Filter the records for "below" and keep each line that has it.

[Image point grounding data]
++++++++++++++++++++
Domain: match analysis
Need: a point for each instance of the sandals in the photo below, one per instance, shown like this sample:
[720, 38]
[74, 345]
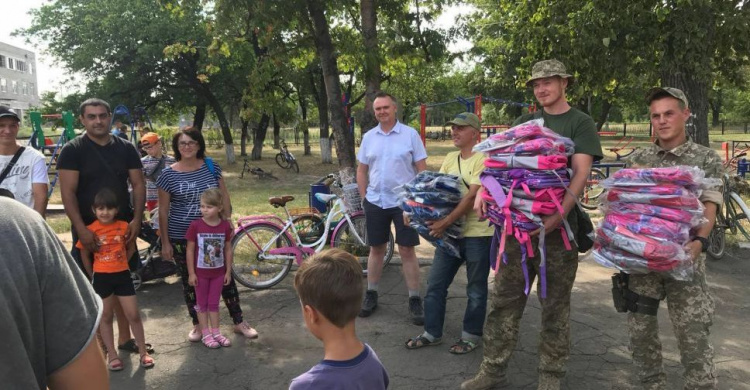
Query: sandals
[420, 341]
[131, 346]
[210, 342]
[147, 361]
[115, 364]
[223, 341]
[463, 346]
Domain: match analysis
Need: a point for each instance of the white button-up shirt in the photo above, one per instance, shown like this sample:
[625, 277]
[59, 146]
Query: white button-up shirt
[391, 159]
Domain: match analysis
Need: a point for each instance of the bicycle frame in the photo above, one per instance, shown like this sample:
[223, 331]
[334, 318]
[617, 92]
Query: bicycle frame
[298, 251]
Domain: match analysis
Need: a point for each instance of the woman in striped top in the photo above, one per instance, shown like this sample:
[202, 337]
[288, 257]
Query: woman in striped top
[180, 187]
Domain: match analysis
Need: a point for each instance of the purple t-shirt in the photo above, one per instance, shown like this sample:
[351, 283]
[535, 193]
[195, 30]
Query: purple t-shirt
[364, 372]
[210, 244]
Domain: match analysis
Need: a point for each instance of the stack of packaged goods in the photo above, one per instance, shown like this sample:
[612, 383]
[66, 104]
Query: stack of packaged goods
[649, 215]
[431, 196]
[525, 178]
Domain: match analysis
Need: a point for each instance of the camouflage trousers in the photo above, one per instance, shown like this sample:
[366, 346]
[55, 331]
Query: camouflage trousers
[508, 300]
[691, 310]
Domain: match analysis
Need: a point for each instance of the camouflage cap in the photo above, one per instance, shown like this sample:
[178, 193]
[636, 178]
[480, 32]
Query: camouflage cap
[659, 92]
[549, 68]
[466, 119]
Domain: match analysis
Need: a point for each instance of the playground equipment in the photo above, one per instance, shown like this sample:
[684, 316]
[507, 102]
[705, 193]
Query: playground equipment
[139, 115]
[472, 104]
[40, 142]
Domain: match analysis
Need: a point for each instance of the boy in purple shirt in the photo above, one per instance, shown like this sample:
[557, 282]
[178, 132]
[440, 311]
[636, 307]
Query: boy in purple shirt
[329, 310]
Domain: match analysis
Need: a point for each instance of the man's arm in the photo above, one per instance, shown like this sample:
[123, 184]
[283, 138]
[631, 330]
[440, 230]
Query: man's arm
[86, 372]
[581, 164]
[68, 186]
[363, 179]
[39, 192]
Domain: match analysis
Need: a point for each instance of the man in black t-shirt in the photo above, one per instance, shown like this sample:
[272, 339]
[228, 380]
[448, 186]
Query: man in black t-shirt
[89, 163]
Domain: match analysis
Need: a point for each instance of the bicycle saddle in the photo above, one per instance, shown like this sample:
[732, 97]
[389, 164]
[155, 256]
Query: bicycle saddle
[325, 198]
[280, 201]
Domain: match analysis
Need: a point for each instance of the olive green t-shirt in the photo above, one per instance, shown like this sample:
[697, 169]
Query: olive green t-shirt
[573, 124]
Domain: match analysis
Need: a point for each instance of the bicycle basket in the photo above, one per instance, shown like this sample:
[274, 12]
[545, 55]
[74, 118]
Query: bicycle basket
[352, 200]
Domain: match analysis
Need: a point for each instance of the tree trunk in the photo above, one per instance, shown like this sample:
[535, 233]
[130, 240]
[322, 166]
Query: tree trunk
[606, 106]
[326, 155]
[276, 132]
[259, 136]
[200, 115]
[372, 71]
[343, 137]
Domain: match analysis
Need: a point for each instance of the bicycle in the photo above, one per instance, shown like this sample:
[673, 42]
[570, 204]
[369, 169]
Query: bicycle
[285, 158]
[734, 215]
[265, 245]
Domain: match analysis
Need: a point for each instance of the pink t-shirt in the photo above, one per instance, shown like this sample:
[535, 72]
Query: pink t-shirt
[210, 244]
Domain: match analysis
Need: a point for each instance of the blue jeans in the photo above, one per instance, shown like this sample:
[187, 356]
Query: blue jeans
[475, 251]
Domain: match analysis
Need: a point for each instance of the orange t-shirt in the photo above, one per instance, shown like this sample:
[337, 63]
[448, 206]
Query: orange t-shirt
[112, 254]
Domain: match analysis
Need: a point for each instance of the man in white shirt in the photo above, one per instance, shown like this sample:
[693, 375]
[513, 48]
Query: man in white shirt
[27, 177]
[390, 155]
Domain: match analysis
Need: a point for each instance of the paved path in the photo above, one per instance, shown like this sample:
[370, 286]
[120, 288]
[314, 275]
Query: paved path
[600, 357]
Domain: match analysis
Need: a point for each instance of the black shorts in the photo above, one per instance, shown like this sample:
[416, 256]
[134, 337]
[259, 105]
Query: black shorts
[379, 225]
[118, 283]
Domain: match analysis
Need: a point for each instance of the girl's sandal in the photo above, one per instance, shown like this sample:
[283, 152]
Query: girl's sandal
[462, 346]
[223, 341]
[210, 342]
[115, 364]
[420, 341]
[147, 361]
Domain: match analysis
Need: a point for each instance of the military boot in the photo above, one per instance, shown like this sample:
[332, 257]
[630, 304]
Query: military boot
[484, 381]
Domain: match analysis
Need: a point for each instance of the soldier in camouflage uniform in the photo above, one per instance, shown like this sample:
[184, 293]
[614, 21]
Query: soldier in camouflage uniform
[507, 299]
[689, 303]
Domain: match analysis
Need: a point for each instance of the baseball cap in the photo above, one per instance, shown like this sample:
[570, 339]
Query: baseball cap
[653, 93]
[466, 119]
[549, 68]
[149, 139]
[7, 112]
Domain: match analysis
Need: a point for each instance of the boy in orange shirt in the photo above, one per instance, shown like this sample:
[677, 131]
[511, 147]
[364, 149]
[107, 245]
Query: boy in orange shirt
[111, 276]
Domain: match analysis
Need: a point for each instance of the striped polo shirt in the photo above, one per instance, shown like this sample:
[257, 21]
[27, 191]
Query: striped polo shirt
[185, 189]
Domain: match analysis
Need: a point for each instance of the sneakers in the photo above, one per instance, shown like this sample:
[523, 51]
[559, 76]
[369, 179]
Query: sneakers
[483, 381]
[244, 329]
[195, 334]
[416, 311]
[370, 303]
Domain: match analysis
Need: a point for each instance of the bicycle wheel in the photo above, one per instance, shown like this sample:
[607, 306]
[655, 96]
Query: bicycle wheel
[310, 227]
[249, 267]
[740, 215]
[346, 240]
[281, 160]
[593, 191]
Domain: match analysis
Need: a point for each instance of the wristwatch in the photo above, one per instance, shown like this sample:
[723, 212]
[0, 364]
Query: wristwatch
[704, 242]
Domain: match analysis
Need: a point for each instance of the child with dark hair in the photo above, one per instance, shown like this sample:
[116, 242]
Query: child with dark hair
[108, 268]
[209, 263]
[329, 310]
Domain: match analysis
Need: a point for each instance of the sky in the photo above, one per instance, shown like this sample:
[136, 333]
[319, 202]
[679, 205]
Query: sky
[50, 75]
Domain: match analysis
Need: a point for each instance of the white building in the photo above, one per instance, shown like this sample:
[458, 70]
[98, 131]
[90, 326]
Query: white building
[18, 81]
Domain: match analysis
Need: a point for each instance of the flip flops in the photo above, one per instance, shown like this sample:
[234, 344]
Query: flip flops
[131, 346]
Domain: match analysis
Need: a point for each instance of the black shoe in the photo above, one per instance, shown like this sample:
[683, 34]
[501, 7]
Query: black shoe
[416, 311]
[370, 303]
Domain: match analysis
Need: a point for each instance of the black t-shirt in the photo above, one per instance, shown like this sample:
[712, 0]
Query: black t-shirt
[81, 155]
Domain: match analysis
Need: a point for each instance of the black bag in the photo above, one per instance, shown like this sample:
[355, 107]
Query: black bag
[585, 231]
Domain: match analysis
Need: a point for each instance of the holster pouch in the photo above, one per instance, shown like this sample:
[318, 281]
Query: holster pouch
[628, 301]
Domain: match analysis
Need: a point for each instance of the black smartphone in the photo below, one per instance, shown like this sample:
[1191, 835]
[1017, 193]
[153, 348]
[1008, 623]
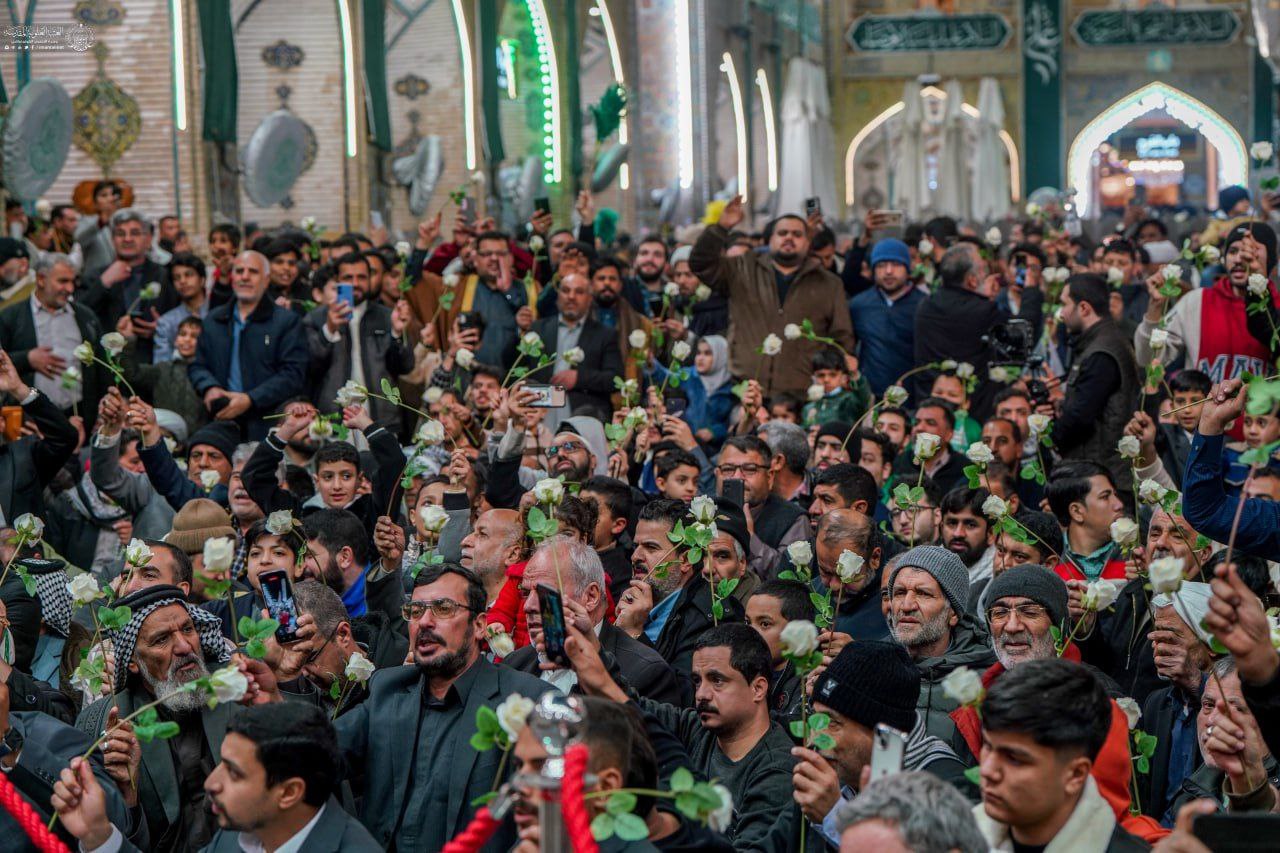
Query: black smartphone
[551, 606]
[278, 594]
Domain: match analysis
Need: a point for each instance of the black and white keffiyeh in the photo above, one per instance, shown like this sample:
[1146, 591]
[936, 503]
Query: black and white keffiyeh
[55, 600]
[142, 603]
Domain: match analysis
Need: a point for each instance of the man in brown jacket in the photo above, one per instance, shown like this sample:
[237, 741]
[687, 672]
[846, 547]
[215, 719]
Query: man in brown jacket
[768, 292]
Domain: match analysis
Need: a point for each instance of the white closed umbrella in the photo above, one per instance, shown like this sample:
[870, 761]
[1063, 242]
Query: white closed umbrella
[910, 190]
[990, 170]
[951, 197]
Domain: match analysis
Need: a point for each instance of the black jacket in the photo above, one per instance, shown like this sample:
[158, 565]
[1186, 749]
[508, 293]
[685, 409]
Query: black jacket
[18, 338]
[639, 665]
[602, 361]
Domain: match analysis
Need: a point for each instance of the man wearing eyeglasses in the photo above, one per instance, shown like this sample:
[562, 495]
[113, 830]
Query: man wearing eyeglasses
[421, 776]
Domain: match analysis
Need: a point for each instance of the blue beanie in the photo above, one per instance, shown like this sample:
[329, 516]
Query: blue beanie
[891, 250]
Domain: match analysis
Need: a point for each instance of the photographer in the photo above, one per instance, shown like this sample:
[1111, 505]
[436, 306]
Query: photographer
[954, 320]
[1101, 384]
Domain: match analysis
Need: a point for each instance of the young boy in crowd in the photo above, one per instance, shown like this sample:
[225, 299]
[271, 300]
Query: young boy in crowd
[844, 397]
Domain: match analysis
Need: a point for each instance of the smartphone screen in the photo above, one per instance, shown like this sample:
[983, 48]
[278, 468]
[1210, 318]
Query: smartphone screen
[278, 594]
[887, 748]
[552, 610]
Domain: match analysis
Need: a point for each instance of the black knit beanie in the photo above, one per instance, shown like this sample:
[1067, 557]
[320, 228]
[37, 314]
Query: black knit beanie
[872, 682]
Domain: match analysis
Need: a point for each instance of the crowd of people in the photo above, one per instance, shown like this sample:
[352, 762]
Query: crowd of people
[928, 537]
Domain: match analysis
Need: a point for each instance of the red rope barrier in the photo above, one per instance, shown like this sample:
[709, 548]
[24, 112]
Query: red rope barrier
[577, 819]
[28, 820]
[475, 835]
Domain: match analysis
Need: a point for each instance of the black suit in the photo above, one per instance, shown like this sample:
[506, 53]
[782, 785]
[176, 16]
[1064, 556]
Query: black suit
[109, 302]
[18, 338]
[643, 669]
[602, 361]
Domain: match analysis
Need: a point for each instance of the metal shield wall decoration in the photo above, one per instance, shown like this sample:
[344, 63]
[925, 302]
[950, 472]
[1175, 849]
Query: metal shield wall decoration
[274, 158]
[420, 172]
[37, 135]
[607, 165]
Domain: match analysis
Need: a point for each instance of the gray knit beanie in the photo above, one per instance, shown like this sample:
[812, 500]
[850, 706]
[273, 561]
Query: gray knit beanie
[945, 566]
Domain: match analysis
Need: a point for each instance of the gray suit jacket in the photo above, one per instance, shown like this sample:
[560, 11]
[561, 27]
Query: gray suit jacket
[378, 735]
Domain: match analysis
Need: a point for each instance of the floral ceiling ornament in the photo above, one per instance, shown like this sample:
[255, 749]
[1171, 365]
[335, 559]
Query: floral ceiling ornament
[106, 118]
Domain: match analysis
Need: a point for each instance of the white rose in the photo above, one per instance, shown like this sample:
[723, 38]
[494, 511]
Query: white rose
[1100, 594]
[1166, 574]
[228, 684]
[352, 393]
[1038, 424]
[1124, 533]
[703, 509]
[430, 433]
[1151, 492]
[995, 507]
[137, 553]
[499, 641]
[799, 638]
[981, 454]
[895, 396]
[83, 589]
[1132, 712]
[279, 521]
[720, 819]
[926, 446]
[28, 527]
[513, 714]
[964, 687]
[549, 491]
[849, 566]
[800, 552]
[219, 553]
[433, 518]
[359, 667]
[113, 342]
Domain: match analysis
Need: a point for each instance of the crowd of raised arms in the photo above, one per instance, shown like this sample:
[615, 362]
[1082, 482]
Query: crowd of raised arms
[929, 537]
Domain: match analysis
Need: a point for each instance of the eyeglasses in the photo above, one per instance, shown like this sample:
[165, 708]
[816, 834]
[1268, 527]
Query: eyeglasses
[749, 469]
[1025, 612]
[567, 447]
[439, 607]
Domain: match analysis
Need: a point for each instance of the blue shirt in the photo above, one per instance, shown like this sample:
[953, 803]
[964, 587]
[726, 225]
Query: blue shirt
[659, 615]
[886, 334]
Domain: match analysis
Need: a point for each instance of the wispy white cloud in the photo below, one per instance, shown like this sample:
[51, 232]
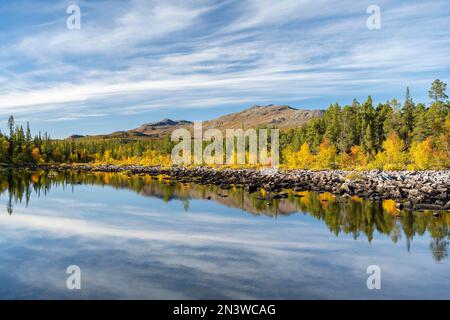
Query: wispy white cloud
[147, 53]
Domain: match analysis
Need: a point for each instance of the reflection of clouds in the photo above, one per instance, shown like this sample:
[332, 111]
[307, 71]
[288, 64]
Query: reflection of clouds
[157, 251]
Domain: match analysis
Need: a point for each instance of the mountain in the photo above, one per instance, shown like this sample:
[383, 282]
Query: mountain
[282, 117]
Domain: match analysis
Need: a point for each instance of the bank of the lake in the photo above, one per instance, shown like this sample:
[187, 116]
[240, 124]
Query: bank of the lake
[413, 190]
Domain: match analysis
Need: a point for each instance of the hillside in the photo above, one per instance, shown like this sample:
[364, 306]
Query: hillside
[282, 117]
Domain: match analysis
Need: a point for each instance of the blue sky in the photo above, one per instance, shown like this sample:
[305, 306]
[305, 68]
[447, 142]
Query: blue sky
[139, 61]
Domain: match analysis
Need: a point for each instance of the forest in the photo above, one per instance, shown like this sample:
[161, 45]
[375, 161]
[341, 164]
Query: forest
[390, 136]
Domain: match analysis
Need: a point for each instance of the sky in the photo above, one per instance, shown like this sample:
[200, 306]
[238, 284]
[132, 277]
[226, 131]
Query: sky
[135, 61]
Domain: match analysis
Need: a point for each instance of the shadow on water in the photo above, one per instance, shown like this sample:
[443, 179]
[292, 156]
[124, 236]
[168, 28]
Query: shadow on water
[353, 216]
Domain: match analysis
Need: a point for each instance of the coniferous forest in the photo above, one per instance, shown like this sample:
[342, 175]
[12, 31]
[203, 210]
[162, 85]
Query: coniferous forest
[394, 135]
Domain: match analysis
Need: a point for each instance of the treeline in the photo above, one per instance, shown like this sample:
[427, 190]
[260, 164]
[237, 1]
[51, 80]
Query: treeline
[387, 136]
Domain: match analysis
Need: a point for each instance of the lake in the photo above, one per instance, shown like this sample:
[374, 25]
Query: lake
[150, 238]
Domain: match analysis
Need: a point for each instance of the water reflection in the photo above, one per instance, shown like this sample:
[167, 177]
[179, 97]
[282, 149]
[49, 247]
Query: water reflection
[353, 216]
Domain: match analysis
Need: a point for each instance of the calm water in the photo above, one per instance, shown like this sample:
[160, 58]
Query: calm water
[137, 237]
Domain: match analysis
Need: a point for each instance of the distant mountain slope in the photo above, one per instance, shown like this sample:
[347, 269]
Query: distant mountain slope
[282, 117]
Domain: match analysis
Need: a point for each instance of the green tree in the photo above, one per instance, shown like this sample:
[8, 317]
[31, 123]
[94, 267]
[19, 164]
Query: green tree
[437, 91]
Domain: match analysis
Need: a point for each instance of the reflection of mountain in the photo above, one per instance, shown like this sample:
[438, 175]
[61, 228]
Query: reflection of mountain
[349, 216]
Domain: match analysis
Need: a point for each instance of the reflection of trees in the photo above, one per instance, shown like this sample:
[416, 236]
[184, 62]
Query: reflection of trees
[438, 248]
[349, 216]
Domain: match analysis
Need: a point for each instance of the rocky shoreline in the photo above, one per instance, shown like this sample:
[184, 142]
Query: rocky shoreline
[412, 190]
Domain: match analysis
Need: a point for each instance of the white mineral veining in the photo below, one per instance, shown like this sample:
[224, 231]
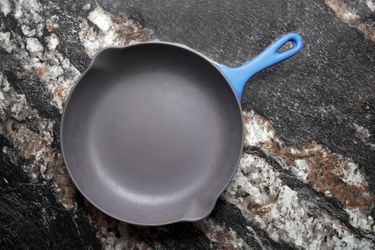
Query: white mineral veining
[86, 6]
[52, 41]
[94, 41]
[27, 31]
[360, 220]
[371, 5]
[28, 10]
[286, 217]
[226, 238]
[301, 169]
[351, 173]
[5, 7]
[100, 18]
[5, 42]
[33, 45]
[364, 135]
[111, 33]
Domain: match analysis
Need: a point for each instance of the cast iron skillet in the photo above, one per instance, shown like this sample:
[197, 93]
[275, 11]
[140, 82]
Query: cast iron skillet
[152, 133]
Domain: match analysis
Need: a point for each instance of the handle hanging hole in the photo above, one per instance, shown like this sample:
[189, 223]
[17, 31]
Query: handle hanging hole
[287, 46]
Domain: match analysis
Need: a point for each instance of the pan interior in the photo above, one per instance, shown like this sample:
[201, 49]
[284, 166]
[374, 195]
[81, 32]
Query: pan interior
[152, 134]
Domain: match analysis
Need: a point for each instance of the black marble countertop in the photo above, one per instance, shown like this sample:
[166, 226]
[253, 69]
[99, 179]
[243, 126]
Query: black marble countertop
[307, 174]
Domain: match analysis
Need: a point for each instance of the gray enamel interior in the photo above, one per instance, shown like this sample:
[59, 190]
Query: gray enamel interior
[152, 134]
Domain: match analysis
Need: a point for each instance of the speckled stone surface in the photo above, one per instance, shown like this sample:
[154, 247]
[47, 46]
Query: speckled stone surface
[307, 175]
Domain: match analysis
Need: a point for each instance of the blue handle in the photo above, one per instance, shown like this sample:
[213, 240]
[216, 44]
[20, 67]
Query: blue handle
[270, 56]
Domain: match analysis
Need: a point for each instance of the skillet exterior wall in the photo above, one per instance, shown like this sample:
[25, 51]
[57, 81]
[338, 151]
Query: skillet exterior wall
[306, 178]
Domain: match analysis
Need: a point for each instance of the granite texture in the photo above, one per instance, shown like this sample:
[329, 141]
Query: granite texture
[306, 177]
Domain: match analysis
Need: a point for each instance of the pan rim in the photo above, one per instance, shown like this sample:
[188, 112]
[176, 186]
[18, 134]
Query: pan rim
[214, 196]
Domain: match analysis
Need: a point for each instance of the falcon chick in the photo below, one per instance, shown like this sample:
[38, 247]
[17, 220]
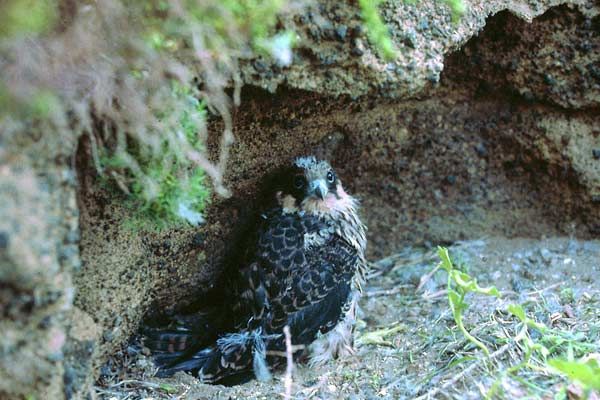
++++++++++++++++++++
Your solution -
Need: a point for each instance of the sandals in the photo below, one per instance, shown like this sample:
Need: a point for each instance of the black smartphone in the photo below, one per instance, shown like this sample:
Need: a point for each instance of the wispy white cloud in the photo below, one per instance, shown like this sample:
Need: a point for each instance of the white mineral veining in the photo below, one per instance, shown like this sample:
Need: a point for each instance of the falcon chick in the photo below, one per instance, shown like this sample:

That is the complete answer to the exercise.